PASSAGE SHOWN:
━━━━━━━━
" /> Bill's Corner: September 2011 Archives

« August 2011 | Main | October 2011 »

September 29, 2011

1968 462 Engine Rebuild Question

Hello Bill -

I'm having trouble with the #5 main cap to the crank shaft. I can't remove it. Is there a way to remove it that I don't damage the cap or the crank shaft.





Because of the design of the sealing surfaces on this rear main cap removing in can be very difficult in many cases. I consulted with Erik Dalemans here at Lincoln Land and he advises as follows. The cap has two threaded holes that serve as an attachment for the oil pan. He sometimes needs to thread in two longer bolts into these holes so that the bolts can be used as leverage to gently rock and pull the cap free. Tools such as vise grips etc. can be used on the bolts to carefully rock or pry the cap free and guide it down and out. Advising you with the situation that you are in is difficult at best without actually being there on scene. With a little patience and care you should be successful. I do hope that the above helps you. If you have any further questions please contact us.



September 28, 2011

1969 Mark III Flashing Headlights


On my 1969 Mark III the headlights will flash wildly and there is a weird buzz that occurs when the headlight dimmer trys to change either high to low or low to high. The headlights come on fine when first turned on but drive 3-4 minutes and the flashing begins. I no longer drive it after sundown.
━━━━━━━━
Excerpts from a location annotation dataset:
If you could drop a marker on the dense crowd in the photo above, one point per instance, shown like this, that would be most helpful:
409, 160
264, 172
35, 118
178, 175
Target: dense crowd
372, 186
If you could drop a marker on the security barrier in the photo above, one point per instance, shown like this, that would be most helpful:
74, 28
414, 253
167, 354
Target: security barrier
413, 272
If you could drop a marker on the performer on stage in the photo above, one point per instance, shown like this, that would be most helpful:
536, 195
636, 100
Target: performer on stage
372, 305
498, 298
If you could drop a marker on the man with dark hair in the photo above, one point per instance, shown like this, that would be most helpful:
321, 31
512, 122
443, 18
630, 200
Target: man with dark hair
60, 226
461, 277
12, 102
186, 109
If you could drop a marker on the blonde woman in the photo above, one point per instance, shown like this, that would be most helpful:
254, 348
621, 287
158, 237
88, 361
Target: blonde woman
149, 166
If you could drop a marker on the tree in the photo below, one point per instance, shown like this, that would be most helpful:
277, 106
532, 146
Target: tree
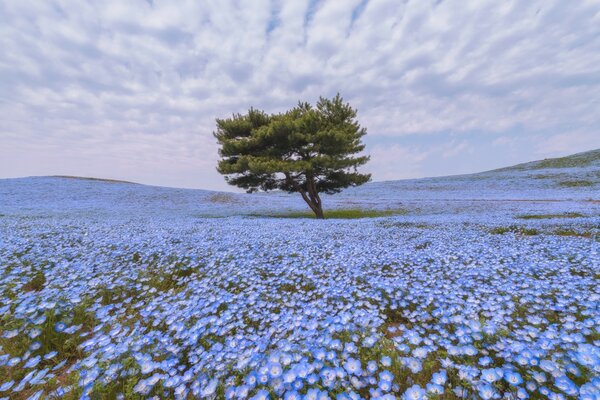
309, 150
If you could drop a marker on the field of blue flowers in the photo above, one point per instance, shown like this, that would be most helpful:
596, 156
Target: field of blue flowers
118, 291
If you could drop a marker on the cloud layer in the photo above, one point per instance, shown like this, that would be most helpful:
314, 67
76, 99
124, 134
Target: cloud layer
130, 90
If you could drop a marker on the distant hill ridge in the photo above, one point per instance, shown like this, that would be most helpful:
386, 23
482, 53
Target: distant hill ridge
579, 160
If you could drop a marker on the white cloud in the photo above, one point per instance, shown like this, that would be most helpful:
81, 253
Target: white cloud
133, 75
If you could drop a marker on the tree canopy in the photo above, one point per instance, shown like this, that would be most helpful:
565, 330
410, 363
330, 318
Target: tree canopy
━━━━━━━━
SET PROBLEM A:
Reproduce the Bill's Corner text from "On my 1969 Mark" up to and including "it after sundown.", swapping "buzz" for "hum".
SET PROBLEM B:
Please write the next part of the Bill's Corner text, picking up right after its last sentence.
The items come from a separate source.

RIGHT ANSWER A:
On my 1969 Mark III the headlights will flash wildly and there is a weird hum that occurs when the headlight dimmer trys to change either high to low or low to high. The headlights come on fine when first turned on but drive 3-4 minutes and the flashing begins. I no longer drive it after sundown.

RIGHT ANSWER B:
Hi Patrick,

I assume that you have the Automatic Headlamp Dimmer option. If so it sounds like the Photo Amplifier unit is faulty. It is located outside on the cowl near the windshield. I would try unplugging this unit and then operate the headlamps to see if they then operate normally. If so you may need another unit as these are non serviceable. There is also a Power Relay unit in the circuit but your description sounds like a Photo Amplifier issue as discussed above. Have you tried operating the headlamps with the beams locked on low position. This as you may know is operated by the foot dimmer switch that is located at the left floor area near the left air vent outlet and is visible in the carpet. Pressing this switch with your foot will switch the beams from Hi to Low and you should hear no buzzing or experience any automatic Hi /Lo beam switching when in the Lo beam position. The Autodim feature only operates in the Hi beam position. You also don't say if there is a reaction when you adjust the sensor dial behind the headlamp knob as adjusting this this may help or change the situation. At Lincoln Land we would however try another relay and if that fails to correct the erratic operation we would then try the Photo Amplifier. If you have more information after trying the adjustment or would need any parts or further advice please contact us at any time. The procedure for troubleshooting the Automatic Headlamp dimming is provided in the Shop Manual. This manual would be a benefit to you.



September 12, 2011

1957 Premiere Brake Issues

Bill -

I have a 57 Premiere with 64K miles on it.... Had the brake booster replaced and since then, it is undriveable. The brakes are so tight that anything more than 1/2 inch of pedal movement threatens to throw you thru the windshield. Very difficult to manage on an incline, so it sits in the driveway. How are these brakes adjusted so it is driveable again? I have other cars from the era so I know that power brakes and steering are different but not like this.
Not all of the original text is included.